Copy the data below back out word for word, but leave the pictures out.
+ + + +
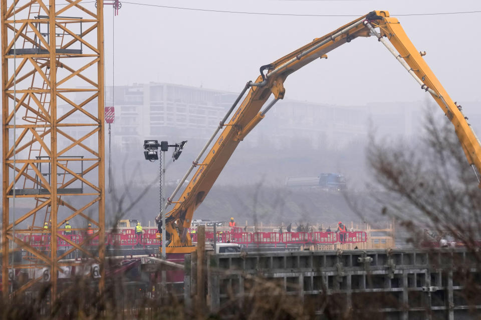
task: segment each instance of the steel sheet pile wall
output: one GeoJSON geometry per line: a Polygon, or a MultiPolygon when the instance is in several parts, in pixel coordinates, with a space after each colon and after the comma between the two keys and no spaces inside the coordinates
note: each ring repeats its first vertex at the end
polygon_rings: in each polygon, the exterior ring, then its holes
{"type": "MultiPolygon", "coordinates": [[[[208,296],[213,311],[232,295],[242,306],[253,277],[261,276],[304,302],[320,302],[325,292],[342,310],[374,306],[384,318],[471,318],[481,300],[467,302],[462,284],[467,278],[479,283],[474,254],[456,248],[212,254],[206,259],[208,296]],[[376,305],[380,297],[388,302],[376,305]]],[[[187,284],[195,282],[190,266],[187,284]]]]}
+ + + +
| Written answer |
task: segment each instance of the steel sheet pile wall
output: one GeoJSON geometry per line: a Polygon, or a MultiPolygon when the instance is in several parts, in pixel coordinates, with a space after each colon and after the comma between the two keys and no spaces inside the coordinates
note: each ring repeats its first vertex at the end
polygon_rings: in each polygon, the exterior ring, then its holes
{"type": "MultiPolygon", "coordinates": [[[[208,296],[213,311],[232,295],[242,306],[253,277],[261,276],[304,302],[320,302],[325,292],[342,310],[374,306],[384,318],[471,318],[481,300],[467,302],[462,284],[467,278],[479,283],[474,254],[456,248],[212,254],[206,259],[208,296]],[[376,305],[380,297],[388,302],[376,305]]],[[[187,284],[195,282],[190,266],[187,284]]]]}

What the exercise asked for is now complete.